Wai‘anae Honors 40 Outstanding Heroes
If you can make it here, they will remember you— at the new Wai‘anae Coast Hall of Fame.
photos: krystie kau/searider productions; courtesy of families
Life is both beautiful and challenging on the Wai‘anae Coast, with Hawaiian culture and traditions fiercely treasured and passed on under a hot sun and a history of limited economic prospects. But, if Wai‘anae is hard, it also awakens abiding loyalty to the Leeward O‘ahu community. That’s why there is no shortage of names to fill out the first class of the Wai‘anae Coast Hall of Fame. From activists to store owners to surfers to educators, the 40 honorees announced at the recent induction ceremony made Wai‘anae what it is—and better. The new hall of fame was created by A&B Properties Inc. to celebrate the 40th anniversary of Wai‘anae Mall, which now hosts a permanent installation.
Plaques honor local heroes ranging from surfer “Queen of Mākaha” Rell Sunn, Hawaiian advocate Margaret Apo, grocery store founder Katsuichi Tamura, waterman Buffalo Keaulana, activist Frenchy DeSoto and football coach Larry Ginoza. Outsiders who made a difference in Wai‘anae are also recognized, including wrestler Lord James “Tally Ho” Blears and Mākaha developer Chinn Ho. According to rancher and selection committee member Albert Silva, “Our goal is to make this an annual event, where we induct a few individuals each year.”

> [RECORDED DATA]
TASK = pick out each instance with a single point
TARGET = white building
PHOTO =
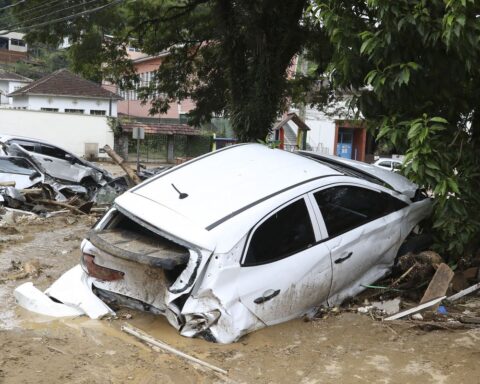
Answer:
(10, 82)
(64, 92)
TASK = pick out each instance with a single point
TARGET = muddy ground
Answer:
(348, 348)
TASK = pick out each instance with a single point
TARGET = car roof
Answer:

> [TO DO]
1 > Copy the stretch of the Wai‘anae Coast Hall of Fame article from "Wai‘anae Honors 40" through "a permanent installation.".
2 > Resume the Wai‘anae Coast Hall of Fame article from the point where it stops.
The items come from a different source than the article about the Wai‘anae Coast Hall of Fame.

> [ANSWERS BY ITEM]
1 >
Wai‘anae Honors 40 Outstanding Heroes
If you can make it here, they will remember you— at the new Wai‘anae Coast Hall of Fame.
photos: krystie kau/searider productions; courtesy of families
Life is both beautiful and challenging on the Wai‘anae Coast, with Hawaiian culture and traditions fiercely treasured and passed on under a hot sun and a history of limited economic prospects. But, if Wai‘anae is hard, it also awakens abiding loyalty to the Leeward O‘ahu community. That’s why there is no shortage of names to fill out the first class of the Wai‘anae Coast Hall of Fame. From activists to store owners to surfers to educators, the 40 honorees announced at the recent induction ceremony made Wai‘anae what it is—and better. The new hall of fame was created by A&B Properties Inc. to celebrate the 40th anniversary of Wai‘anae Mall, which now hosts a permanent installation.

2 >
MARGARET APO is synonymous with both formal education and Hawaiian culture in Wai‘anae. In her opinion, education was the key to success and even greatness for the less fortunate. Apo is also known for her role in proposing Hawaiian as the official state language, a position adopted in the 1978 Constitutional Convention. She served for 18 years on the school board, while teaching Hawaiian language and music at the Wai‘anae Heritage Center, and earned her own B.A. at age 62 from Central Michigan University.
RELL SUNN is perhaps the best-known Wai‘anae personality today, her popularity undiminished since her 1998 passing. Her joy in the ocean was profound—she surfed, spearfished, raced outrigger canoes, worked as a lifeguard and started the Rell Sunn Menehune Surf Contest for children. Sunn was known for her out-spoken advice and assistance to young and wayward souls who came to her house on the beach at Mākaha. Despite a long battle with cancer, she lived her life joyfully, inspiring a documentary film, a book, a commemorative website and a song, “Mother of the Sea.”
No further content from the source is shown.